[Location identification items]
============

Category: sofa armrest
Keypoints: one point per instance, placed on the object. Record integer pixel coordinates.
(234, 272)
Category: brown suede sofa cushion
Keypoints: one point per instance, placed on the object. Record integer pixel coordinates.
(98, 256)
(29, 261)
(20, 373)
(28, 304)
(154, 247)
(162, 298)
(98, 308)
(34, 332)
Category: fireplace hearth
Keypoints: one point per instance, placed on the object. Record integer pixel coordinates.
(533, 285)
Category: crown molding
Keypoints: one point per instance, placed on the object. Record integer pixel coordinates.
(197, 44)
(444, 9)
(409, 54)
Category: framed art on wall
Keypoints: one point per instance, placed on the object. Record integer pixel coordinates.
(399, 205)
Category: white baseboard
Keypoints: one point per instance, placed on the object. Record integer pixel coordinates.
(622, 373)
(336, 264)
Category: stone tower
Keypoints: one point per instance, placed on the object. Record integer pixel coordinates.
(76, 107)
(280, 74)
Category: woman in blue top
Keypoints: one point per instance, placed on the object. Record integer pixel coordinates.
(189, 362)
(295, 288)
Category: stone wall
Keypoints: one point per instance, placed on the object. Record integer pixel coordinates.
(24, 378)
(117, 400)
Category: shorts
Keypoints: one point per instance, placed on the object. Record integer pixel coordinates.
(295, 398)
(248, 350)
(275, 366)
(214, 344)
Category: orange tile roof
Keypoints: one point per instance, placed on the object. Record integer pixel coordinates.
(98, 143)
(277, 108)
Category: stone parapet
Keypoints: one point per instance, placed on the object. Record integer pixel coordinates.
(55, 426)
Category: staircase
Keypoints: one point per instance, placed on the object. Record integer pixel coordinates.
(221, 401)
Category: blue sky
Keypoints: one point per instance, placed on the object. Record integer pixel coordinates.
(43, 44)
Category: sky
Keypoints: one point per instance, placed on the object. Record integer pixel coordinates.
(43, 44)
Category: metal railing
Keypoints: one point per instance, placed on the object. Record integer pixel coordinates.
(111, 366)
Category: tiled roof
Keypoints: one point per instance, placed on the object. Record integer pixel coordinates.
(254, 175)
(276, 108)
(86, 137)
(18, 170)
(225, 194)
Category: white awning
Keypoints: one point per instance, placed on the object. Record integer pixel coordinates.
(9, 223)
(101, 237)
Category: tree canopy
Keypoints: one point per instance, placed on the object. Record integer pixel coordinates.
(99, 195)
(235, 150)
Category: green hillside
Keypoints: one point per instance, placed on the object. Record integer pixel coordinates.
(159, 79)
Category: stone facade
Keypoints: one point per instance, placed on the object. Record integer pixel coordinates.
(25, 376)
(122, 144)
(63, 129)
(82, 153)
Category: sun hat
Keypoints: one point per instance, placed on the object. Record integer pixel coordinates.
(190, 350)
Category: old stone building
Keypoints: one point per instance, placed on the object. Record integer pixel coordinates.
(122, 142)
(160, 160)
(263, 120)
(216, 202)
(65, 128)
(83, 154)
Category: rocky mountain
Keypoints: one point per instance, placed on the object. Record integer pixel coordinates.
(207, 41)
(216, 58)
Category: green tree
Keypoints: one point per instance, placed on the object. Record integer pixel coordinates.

============

WHAT IS REQUIRED:
Using the data above, return each line exactly as written.

SOLUTION:
Category: sofa armrest
Keypoints: one point per instance, placed on the object. Record integer pixel coordinates.
(234, 272)
Category: brown suede sofa cushion
Keypoints: one point per instance, placed on the object. Record integer pixel coordinates.
(98, 256)
(29, 261)
(20, 373)
(28, 304)
(154, 247)
(162, 298)
(98, 308)
(34, 332)
Category: fireplace hearth
Keypoints: one point per instance, placed on the object. Record integer pixel coordinates.
(533, 285)
Category: crown molding
Keypoints: one point per instance, placed on the object. Record integer pixel coordinates.
(197, 44)
(444, 9)
(409, 54)
Category: framed art on wall
Keypoints: one point per instance, placed on the object. Record integer pixel coordinates.
(399, 205)
Category: white baseboard
Keypoints: one point per instance, placed on the object. Record integer pixel coordinates.
(622, 373)
(336, 264)
Category: stone tower
Keypoints: one point per instance, placed on the object. Record integer pixel coordinates.
(76, 107)
(280, 74)
Category: woman in blue top
Keypoints: one point per instance, placed on the object. Record integer pixel coordinates.
(189, 362)
(295, 288)
Category: stone wall
Keypoints: one point per instance, placed on the object. Record integer pixel coordinates.
(24, 378)
(117, 400)
Category: shorts
Keypoints: one point per instance, placed on the object. Record integer pixel coordinates.
(295, 398)
(248, 350)
(275, 366)
(214, 344)
Category: orange tile roof
Keypoints: one point per instance, placed on the object. Record integer pixel coordinates.
(98, 143)
(277, 108)
Category: stone parapet
Keypoints: one point per instance, placed on the object. Record integer pixel coordinates.
(55, 426)
Category: staircase
Keypoints: one point per instance, placed on the object. Record integer pixel coordinates.
(221, 401)
Category: blue sky
Keypoints: one point per instance, placed on the object. Record integer pixel coordinates.
(43, 44)
Category: sky
Keypoints: one point per instance, placed on the object. Record integer pixel coordinates.
(43, 44)
Category: metal railing
Keypoints: one point per instance, placed on the object. Record integer pixel coordinates.
(111, 366)
Category: tiled roof
Keypoints: one point per instance, placed on the object. Record integer pixel coordinates.
(254, 175)
(276, 108)
(86, 137)
(18, 170)
(225, 194)
Category: white awning
Keypoints: one point per instance, placed on the object. Record integer pixel coordinates.
(9, 223)
(101, 237)
Category: tree canopy
Keypoints: one point per instance, placed on the object. Record integer pixel coordinates.
(99, 195)
(235, 150)
Category: green hillside
Keypoints: one point per instance, placed on the object. Record integer pixel coordinates.
(159, 79)
Category: stone facade
Keypoints: one point per instance, placed on the object. Record integer pixel coordinates.
(25, 376)
(122, 144)
(63, 129)
(82, 153)
Category: sun hat
Keypoints: one point per instance, placed on the object. Record integer pixel coordinates.
(190, 350)
Category: old stone building
Keypoints: one point per instance, placed on the object. Record integer pixel coordinates.
(122, 142)
(160, 160)
(263, 120)
(216, 202)
(65, 128)
(83, 154)
Category: rocky mountain
Keypoints: one point per instance, placed on the object. Record integer pixel coordinates.
(207, 41)
(216, 58)
Category: green tree
Keypoints: one point per instance, placed on the object. Record integer pixel coordinates.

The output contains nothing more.